Between 2022 and 2025, Fontoura served as the chief technology officer at Stone, a financial technology company.

Fontoura first joined Microsoft in 2013, initially contributing to Bing’s production infrastructure and Bing Ads projects. He later advanced to become a corporate vice president and Technical Fellow, leading the Azure efficiency team and serving as the chief architect for Azure Compute. His projects include container allocation, power management, and the development of machine learning infrastructure for resource management. He held this role until 2022, before returning to Microsoft in 2025 as Technical Fellow and Chief Technology Officer of Azure Core, focusing on AI for engineering systems, developer productivity, and Azure architecture.

In June 2026, he joined Anthropic as a Member of Technical Staff, working on infrastructure for next-generation AI systems.

== Professional contributions ==
In April 2024, Fontoura delivered a master class on "Engineering Principles and Culture" at the School of Applied Mathematics of the Getulio Vargas Foundation (FGV EMAp) in Rio de Janeiro, sharing insights from his extensive experience in the technology sector.

[Stored data entries]
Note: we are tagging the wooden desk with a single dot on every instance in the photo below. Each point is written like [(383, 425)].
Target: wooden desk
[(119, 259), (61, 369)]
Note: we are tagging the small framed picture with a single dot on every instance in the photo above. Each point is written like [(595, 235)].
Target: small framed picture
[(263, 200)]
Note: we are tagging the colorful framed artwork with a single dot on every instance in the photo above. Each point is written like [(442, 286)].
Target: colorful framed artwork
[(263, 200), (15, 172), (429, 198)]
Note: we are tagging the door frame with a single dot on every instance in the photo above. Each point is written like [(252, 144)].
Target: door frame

__WHAT TO WORK ON__: Reproduce word for word the stretch of the Fontoura career text above from "Between 2022 and" through "next-generation AI systems.".

__COMPLETED EXERCISE__:
Between 2022 and 2025, Fontoura served as the chief technology officer at Stone, a financial technology company.

Fontoura first joined Microsoft in 2013, initially contributing to Bing’s production infrastructure and Bing Ads projects. He later advanced to become a corporate vice president and Technical Fellow, leading the Azure efficiency team and serving as the chief architect for Azure Compute. His projects include container allocation, power management, and the development of machine learning infrastructure for resource management. He held this role until 2022, before returning to Microsoft in 2025 as Technical Fellow and Chief Technology Officer of Azure Core, focusing on AI for engineering systems, developer productivity, and Azure architecture.

In June 2026, he joined Anthropic as a Member of Technical Staff, working on infrastructure for next-generation AI systems.